### Brief:
Could you update the lines of the material that begin at the one containing "Where can the silver" and run through the end, swapping "Tag" for "Mark" and changing nothing else? Leave the pictures out of your answer.

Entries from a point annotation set
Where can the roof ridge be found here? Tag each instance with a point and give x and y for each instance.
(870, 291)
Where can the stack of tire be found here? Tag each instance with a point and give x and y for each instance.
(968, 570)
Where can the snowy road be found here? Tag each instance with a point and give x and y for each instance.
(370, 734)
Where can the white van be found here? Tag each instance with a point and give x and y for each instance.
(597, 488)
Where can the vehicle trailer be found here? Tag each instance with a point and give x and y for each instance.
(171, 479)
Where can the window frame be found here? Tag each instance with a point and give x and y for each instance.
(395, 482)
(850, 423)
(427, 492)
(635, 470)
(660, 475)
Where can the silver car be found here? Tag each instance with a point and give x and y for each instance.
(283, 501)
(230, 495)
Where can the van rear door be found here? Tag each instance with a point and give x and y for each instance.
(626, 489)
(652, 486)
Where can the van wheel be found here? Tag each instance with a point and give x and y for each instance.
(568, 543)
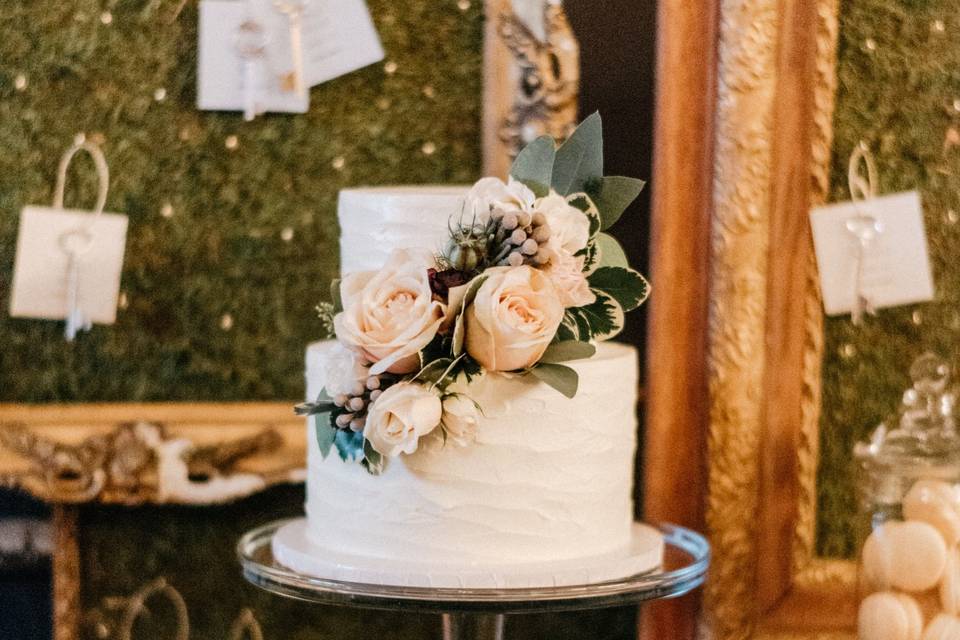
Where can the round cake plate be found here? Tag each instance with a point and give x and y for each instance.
(686, 556)
(295, 549)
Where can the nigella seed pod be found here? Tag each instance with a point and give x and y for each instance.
(542, 233)
(529, 247)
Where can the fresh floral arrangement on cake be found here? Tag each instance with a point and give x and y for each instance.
(527, 281)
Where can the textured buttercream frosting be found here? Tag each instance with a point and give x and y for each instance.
(549, 478)
(376, 220)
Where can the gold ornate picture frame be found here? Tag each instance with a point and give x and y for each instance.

### Final result:
Where can the silver car be found here? Mark each instance with a point and give x and y for each instance.
(283, 501)
(230, 495)
Where can the van rear door be found here? Mark each instance with a point and give x and y for each instance.
(626, 489)
(652, 486)
Where can the van wheel be found here? Mark each instance with a point and give x and y for each instance.
(568, 543)
Where can the round cake plate be found here? Mark each instance with a point and give x and y for each instance.
(686, 556)
(295, 549)
Where can the nigella seed pod be found here? Mark each instance with a point and give x and y for each instance.
(542, 233)
(529, 247)
Where can the fresh floral arrangement on cake be found here? Mark each instance with a point and give x and y for each instance.
(527, 281)
Where can the textured buttercream frosting be found here? Mark each instance with a point and give x and y for each instance.
(549, 478)
(376, 220)
Where can the gold ornate picture frame be found here? Mark each instance with a point and give x and y for each instance.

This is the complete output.